Source extract
_____
After separation of "Neuromyelitis optica" (anti-AQP4) and "anti-MOG demyelinating disease" from MS, it seems that there is a new "type" of MS that could be set apart from the rest.

It is proposed to be called something like Anti-neurofascin disease or anti-neurofascin autoantibody demyelination, and a subset of MS patients are supposed to be inside this new entity.

Note for reading the article. They use this meanings:

CCPD - combined central and peripheral demyelination
CIDP - chronic inflammatory demyelinating polyradiculoneuropathy

Anti-neurofascin autoantibody and demyelination

https://www.sciencedirect.com/science/a ... 8618304339

Conclusion and future perspectives

By discovery of autoantibodies against nodal and paranodal proteins in a minority of patients with MS, CCPD, and CIDP, a concept of nodopathy or paranodopathy is emerging. Although the significance of anti-NF antibodies in chronic progressive MS needs further large scale studies, IgG4 autoantibodies against paranodal proteins in CIDP are associated with unique features specific for each condition. Establishment of IgG4-related demyelinating conditions contributes to diagnosis and treatment strategy, because IgG4 autoantibody-related neurological diseases are often refractory to conventional immunotherapies, such as IVIg.
_____
Dataset extract
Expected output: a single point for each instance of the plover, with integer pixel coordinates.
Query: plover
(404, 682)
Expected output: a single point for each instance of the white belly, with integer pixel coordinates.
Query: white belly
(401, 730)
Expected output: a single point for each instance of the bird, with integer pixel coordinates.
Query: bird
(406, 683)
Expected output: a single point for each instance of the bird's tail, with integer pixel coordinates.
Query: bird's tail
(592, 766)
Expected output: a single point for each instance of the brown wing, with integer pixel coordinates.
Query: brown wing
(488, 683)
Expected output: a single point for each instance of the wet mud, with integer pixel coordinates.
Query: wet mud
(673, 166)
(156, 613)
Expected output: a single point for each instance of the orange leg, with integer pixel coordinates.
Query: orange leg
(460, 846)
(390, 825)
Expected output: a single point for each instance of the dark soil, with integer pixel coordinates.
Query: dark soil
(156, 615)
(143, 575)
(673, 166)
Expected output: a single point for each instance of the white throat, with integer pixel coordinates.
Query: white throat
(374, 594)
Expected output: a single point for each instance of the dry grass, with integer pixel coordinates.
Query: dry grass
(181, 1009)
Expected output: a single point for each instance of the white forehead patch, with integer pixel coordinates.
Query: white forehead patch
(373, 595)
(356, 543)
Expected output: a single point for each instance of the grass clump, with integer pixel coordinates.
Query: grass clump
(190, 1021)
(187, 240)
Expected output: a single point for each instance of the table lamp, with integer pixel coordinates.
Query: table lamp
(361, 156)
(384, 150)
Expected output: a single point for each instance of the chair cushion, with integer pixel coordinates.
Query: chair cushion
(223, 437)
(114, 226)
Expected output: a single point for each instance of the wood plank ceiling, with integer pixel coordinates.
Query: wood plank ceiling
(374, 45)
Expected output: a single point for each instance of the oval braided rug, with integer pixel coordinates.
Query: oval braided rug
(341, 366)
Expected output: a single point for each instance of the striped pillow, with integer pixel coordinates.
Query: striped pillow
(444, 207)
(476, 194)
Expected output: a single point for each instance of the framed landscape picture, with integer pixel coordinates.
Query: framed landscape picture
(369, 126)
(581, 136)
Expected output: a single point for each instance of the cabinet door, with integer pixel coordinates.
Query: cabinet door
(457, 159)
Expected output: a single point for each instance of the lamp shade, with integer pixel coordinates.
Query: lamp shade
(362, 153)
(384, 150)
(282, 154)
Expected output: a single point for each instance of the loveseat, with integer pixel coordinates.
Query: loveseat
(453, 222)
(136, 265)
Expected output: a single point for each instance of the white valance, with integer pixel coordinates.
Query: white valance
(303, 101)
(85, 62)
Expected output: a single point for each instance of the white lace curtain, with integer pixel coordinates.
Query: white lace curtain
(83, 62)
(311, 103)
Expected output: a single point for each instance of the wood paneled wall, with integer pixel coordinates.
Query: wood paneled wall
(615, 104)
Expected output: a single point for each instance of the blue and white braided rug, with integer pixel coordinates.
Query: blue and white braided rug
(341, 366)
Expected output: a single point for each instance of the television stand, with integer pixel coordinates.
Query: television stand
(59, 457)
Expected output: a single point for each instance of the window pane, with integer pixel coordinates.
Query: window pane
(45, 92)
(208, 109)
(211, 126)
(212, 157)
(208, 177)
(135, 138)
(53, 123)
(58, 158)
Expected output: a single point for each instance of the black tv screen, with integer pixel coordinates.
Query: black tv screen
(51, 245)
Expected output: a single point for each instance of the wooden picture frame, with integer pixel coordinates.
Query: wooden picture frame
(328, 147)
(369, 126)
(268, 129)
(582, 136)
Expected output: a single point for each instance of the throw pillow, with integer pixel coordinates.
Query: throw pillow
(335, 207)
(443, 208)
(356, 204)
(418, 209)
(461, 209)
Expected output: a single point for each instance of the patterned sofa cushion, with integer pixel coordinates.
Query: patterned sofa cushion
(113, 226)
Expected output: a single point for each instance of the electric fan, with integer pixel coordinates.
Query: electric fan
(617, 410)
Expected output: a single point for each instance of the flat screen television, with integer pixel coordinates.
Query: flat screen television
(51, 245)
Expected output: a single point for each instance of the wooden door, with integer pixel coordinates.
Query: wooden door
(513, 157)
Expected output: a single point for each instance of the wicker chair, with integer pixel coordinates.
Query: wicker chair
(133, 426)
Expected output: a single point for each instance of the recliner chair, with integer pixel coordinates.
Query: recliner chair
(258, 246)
_____
Activity A
Translate into Spanish this sentence from the post on anti-neurofascin demyelination: "By discovery of autoantibodies against nodal and paranodal proteins in a minority of patients with MS, CCPD, and CIDP, a concept of nodopathy or paranodopathy is emerging."
Activity B
Continue the post on anti-neurofascin demyelination, starting right after its final sentence.

Answer section A
Con el descubrimiento de autoanticuerpos contra proteínas nodales y paranodales en una minoría de pacientes con EM, CCPD y CIDP, está surgiendo un concepto de nodopatía o paranodopatía.

Answer section B
The mechanism by which autoantibodies belonging to the same IgG4 subclass can cause each IgG4 antibody-specific feature remains to be elucidated. For example, extensive spinal root hypertrophy and pronounced elevation of CSF protein seen only in IgG4 anti-NF155 antibody-positive CIDP, but not other paranodopathies, such as anti-CNTN1 and anti-CASPR1 antibody-positive CIDP, suggest severe inflammation of the nerve roots (Ogata et al., 2015), which cannot be adequately explained by IgG4 antibody functions. We found increased CFS cell counts and proinflammatory cytokines in IgG4 anti-NF155 antibody-positive CIDP patients (submitted for publication); therefore, NF155-specific T cells may be involved in spinal root and CNS inflammation. As a distinct association of HLA class II alleles with anti-NF155 antibody-positive CIDP was reported in Europeans (Martinez-Marinez et al., 2017), future studies on HLA class II antigen-restricted T cells are called for to decipher the mechanism of this condition.

Another important issue is the mechanism by which IgG4 antibodies to nodal and paranodal proteins emerge. IgG4 antibodies can block antibodies that alleviate allergic inflammation by interfering with the binding of allergen-specific IgE to allergens. IgG4 class switch requires help from type 2 follicular helper T cells producing IL-4, IL-10 and IL-13. Thus, environmental antigens cross-reacting with nodal and paranodal proteins may be important to study in future.